:: TEXT PASSAGE ::
American railroad executive

Lucius E. Johnson (April 13, 1846 - February 9, 1921) was a president of the Norfolk and Western Railway from September 30, 1903, until the mid teens, when he was named chairman of the board, a position he held until his retirement on January 1, 1921. For five months in 1918 (during World War I), he served as chairman of its board. He lived in Roanoke, Virginia, United States.

Johnson started his railroad career after leaving school in Aurora, working as a brakeman, fireman, then locomotive engineer. He became a master mechanic at Aurora. In 1886, he was made superintendent of the St. Louis division of the Chicago, Burlington and Quincy R. R. In December, 1888, he returned to Aurora as superintendent of the Chicago division of the same road. In 1890, he was asked to take the superintendency of the Montana Central Railroad, with headquarters at Helena, Montana. In less than three years, he was made superintendent of the Michigan division of the Lake Shore and Michigan Southern Railroad, and in July, 1897, became general superintendent of the Norfolk and Western Railway. In two years, he was made vice-president and general manager of the whole Norfolk and Western system. On September 30, 1903, Lucius E. Johnson was elected to the presidency of the Norfolk and Western Railway.

Johnson succeeded the legendary Frederick Kimball, who had opened the Pocahontas coalfields to land the N&W railroad owned.
:::
> ASSIGNMENT: From the passage on Lucius E. Johnson above, copy the span that begins with the words "Lucius E. Johnson (April" and ends after "Virginia, United States.".
:: PROVIDED DATA ::
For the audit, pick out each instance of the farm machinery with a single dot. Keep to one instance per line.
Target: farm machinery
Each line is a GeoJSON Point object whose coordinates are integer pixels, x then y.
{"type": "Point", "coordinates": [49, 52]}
:::
> OUTPUT OF THE TASK:
Lucius E. Johnson (April 13, 1846 - February 9, 1921) was a president of the Norfolk and Western Railway from September 30, 1903, until the mid teens, when he was named chairman of the board, a position he held until his retirement on January 1, 1921. For five months in 1918 (during World War I), he served as chairman of its board. He lived in Roanoke, Virginia, United States.